# [WORK TASK]
Lines before the one containing "For every instance of the window" in the records below are to be left out; that line and all after it, through the end, are to be retyped exactly.

======== INPUT ========

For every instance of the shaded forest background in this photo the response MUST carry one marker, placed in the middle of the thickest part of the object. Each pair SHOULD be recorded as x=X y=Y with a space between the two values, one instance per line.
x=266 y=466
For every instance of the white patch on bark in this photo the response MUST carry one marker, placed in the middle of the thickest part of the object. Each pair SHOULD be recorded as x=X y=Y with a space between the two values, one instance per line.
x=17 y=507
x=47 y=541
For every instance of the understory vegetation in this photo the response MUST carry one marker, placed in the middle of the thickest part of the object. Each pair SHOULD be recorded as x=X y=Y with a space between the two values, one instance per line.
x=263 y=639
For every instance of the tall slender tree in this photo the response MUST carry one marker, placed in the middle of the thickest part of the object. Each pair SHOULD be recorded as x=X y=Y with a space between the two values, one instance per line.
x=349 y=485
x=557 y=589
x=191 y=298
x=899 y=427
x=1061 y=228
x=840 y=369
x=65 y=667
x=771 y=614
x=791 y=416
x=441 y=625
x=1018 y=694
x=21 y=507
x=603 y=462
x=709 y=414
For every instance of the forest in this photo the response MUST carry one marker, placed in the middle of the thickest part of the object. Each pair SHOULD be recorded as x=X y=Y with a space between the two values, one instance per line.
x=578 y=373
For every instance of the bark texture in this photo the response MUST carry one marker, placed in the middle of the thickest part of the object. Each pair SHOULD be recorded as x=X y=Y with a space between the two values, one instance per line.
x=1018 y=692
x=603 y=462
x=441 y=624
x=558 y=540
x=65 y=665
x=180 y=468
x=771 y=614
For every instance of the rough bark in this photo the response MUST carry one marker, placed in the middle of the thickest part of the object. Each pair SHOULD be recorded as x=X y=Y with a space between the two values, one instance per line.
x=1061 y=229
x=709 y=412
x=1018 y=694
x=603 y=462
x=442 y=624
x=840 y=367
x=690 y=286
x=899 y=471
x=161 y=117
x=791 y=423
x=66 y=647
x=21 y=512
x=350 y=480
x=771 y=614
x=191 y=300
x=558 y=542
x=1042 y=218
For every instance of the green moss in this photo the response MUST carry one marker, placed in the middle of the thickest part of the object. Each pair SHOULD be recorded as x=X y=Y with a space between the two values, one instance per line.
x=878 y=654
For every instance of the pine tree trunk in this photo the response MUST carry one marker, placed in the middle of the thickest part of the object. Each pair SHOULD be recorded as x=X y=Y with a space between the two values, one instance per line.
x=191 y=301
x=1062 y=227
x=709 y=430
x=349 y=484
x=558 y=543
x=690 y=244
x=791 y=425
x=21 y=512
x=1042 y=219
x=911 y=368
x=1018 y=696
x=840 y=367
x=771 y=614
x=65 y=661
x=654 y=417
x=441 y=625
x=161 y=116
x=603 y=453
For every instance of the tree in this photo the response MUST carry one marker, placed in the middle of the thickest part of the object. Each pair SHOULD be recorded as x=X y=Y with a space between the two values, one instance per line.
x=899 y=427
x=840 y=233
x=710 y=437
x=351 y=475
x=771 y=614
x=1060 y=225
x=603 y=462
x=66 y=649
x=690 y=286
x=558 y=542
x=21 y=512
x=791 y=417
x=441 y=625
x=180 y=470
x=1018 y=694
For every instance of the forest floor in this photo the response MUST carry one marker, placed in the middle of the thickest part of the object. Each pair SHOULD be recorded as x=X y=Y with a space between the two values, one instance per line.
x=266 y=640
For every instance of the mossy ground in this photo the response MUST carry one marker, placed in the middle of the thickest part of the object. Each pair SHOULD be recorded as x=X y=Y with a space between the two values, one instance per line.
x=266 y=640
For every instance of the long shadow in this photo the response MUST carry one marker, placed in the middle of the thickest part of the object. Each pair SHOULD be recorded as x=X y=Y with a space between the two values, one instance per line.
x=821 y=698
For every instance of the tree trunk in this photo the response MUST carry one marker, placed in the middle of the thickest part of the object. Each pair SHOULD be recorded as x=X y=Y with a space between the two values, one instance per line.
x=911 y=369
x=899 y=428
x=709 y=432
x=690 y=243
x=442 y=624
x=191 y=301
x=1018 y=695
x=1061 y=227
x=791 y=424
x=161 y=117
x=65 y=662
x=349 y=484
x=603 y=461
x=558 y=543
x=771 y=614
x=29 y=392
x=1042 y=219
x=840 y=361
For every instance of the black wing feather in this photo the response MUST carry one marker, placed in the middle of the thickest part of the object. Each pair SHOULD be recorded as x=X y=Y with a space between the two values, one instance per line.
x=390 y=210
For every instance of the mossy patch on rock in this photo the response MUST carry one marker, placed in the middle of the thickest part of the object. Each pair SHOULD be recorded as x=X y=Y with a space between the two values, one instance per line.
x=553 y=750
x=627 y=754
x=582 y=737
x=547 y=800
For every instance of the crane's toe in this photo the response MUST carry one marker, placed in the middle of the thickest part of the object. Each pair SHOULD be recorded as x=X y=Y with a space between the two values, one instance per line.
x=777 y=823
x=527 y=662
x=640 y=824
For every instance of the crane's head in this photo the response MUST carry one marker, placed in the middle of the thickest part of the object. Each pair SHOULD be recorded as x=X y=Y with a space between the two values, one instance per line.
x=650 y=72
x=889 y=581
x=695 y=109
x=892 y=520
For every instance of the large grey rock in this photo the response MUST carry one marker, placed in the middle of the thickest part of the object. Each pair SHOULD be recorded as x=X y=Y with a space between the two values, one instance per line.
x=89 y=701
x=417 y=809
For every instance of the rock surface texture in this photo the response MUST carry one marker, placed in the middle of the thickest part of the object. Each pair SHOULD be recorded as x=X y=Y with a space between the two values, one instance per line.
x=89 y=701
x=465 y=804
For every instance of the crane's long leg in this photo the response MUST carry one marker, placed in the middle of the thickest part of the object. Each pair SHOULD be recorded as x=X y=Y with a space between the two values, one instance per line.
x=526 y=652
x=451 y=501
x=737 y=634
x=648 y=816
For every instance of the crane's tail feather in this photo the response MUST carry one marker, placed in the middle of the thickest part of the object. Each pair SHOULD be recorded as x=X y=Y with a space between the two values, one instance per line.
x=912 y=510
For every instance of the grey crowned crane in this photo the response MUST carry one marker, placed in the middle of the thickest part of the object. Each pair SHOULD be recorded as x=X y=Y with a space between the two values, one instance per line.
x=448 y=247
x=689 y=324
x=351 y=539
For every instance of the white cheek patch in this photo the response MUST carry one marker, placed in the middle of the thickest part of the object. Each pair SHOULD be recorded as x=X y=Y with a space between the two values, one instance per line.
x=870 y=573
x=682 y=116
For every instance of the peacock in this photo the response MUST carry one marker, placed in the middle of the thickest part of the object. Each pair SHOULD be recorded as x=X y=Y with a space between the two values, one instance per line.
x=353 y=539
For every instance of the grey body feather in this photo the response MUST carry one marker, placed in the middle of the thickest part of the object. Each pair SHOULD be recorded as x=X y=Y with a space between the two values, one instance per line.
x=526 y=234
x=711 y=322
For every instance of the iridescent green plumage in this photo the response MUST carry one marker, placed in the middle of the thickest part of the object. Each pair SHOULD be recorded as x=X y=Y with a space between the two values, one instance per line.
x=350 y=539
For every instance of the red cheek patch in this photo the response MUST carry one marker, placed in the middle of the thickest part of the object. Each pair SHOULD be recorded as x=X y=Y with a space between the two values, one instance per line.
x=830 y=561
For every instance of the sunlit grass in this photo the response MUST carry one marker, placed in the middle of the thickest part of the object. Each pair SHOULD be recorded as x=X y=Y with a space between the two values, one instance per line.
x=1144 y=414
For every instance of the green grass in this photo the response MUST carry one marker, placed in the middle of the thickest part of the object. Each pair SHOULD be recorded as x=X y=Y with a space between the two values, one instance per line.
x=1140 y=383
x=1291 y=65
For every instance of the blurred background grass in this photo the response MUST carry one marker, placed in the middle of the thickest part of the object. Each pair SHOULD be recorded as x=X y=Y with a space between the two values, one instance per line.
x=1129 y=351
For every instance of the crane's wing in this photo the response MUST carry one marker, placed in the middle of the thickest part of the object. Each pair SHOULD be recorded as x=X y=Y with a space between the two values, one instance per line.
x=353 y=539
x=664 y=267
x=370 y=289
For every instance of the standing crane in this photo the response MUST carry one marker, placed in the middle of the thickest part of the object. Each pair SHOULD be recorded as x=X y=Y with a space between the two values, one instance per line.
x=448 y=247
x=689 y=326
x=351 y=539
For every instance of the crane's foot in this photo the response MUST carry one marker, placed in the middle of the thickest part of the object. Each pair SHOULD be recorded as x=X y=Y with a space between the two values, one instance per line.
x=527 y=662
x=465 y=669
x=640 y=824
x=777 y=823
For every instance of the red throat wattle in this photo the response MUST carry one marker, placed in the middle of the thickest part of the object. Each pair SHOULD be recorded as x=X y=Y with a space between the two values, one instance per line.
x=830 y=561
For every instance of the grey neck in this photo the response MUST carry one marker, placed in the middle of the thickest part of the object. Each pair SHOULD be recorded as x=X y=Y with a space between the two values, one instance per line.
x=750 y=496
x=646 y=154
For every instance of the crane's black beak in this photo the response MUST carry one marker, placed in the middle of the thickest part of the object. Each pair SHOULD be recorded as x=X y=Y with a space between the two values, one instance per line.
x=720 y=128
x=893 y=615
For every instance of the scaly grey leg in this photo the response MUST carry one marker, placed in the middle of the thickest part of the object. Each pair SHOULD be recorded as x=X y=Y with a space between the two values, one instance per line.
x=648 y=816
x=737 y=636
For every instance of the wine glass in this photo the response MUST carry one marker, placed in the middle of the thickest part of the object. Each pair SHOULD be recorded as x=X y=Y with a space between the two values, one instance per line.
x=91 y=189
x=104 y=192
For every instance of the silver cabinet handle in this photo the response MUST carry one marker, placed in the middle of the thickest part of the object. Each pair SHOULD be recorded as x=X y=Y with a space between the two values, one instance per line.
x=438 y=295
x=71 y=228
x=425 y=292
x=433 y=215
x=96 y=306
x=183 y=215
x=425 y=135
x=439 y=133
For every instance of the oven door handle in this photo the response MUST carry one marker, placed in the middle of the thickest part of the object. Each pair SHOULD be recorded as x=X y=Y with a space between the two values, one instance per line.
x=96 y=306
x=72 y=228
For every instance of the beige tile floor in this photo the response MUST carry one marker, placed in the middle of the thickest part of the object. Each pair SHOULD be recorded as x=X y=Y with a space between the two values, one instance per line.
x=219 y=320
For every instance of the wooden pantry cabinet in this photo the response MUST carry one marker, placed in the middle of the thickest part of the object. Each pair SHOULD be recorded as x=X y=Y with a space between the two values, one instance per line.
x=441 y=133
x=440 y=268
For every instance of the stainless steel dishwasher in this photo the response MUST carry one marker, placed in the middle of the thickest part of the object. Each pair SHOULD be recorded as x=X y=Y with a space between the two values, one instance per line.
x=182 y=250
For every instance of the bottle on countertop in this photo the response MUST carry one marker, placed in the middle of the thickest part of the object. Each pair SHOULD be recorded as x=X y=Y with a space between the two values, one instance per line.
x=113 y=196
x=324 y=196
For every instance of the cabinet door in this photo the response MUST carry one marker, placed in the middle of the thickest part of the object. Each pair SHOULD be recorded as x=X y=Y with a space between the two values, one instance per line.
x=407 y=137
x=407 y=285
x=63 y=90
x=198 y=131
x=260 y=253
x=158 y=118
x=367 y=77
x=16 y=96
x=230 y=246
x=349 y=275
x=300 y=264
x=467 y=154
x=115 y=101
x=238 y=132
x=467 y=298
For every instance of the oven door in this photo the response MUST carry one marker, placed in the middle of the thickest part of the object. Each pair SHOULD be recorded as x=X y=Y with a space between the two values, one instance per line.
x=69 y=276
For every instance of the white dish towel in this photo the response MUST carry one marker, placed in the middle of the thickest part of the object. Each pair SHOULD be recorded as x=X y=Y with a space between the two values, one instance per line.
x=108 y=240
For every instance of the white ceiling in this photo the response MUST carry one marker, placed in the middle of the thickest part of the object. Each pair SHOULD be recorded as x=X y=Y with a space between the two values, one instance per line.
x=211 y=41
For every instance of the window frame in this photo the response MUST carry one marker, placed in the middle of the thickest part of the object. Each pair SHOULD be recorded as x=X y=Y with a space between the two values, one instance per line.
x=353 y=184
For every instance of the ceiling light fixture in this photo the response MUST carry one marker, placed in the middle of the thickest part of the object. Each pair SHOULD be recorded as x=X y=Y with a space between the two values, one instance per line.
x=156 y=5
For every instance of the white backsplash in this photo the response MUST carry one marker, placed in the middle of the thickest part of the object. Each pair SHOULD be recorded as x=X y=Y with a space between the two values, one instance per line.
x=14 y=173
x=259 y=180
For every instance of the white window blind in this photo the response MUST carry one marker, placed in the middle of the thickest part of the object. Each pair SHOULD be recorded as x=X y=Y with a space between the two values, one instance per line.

========

# [WRITTEN SOLUTION]
For every instance of the window frame in this photo the response MUST carry one marker, placed in the middle of the thickest part of the object. Each pair SHOULD be recorded as x=X y=Y with a space between the two values, one instance per line.
x=353 y=184
For every instance of the ceiling light fixture in this photo the response MUST carry one marker, placed in the middle of the thickest part of the object. Each pair SHOULD be recorded as x=X y=Y with a space between the two values, one instance per line.
x=156 y=5
For every instance of the white backsplash in this photo the response MUST carry one marker, placed in the middle of the thickest part of the object. Each pair SHOULD be recorded as x=X y=Y with a space between the two values, one instance per line.
x=14 y=173
x=259 y=180
For every instance of the white window blind in this photo the response MUST carry one marker, placed in the middle of the thickest part of the object. Each pair SHOULD be recorded as x=X y=Y with a space between the two values, one instance per line.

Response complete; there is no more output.